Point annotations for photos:
-=-=-

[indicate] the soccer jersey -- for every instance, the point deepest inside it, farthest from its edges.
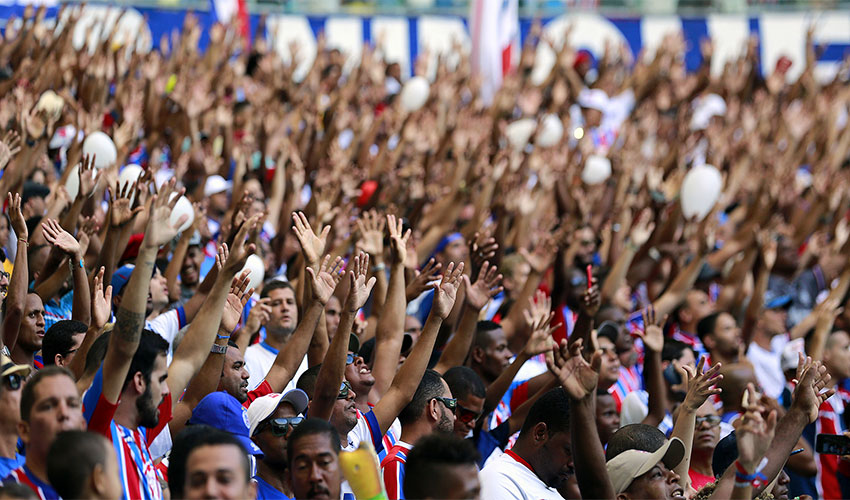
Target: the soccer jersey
(25, 476)
(392, 470)
(139, 477)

-=-=-

SHORT TASK ->
Arrange every line of the records above as a numbered list, skipping any blank lines. Leave the pictures out.

RESULT FOR THIS TASK ->
1. [indicate] the soccer jersey -- for every instance, the point deepest inside it, farthest from its edges.
2. Target: the soccer jersey
3. (25, 476)
4. (392, 470)
5. (139, 477)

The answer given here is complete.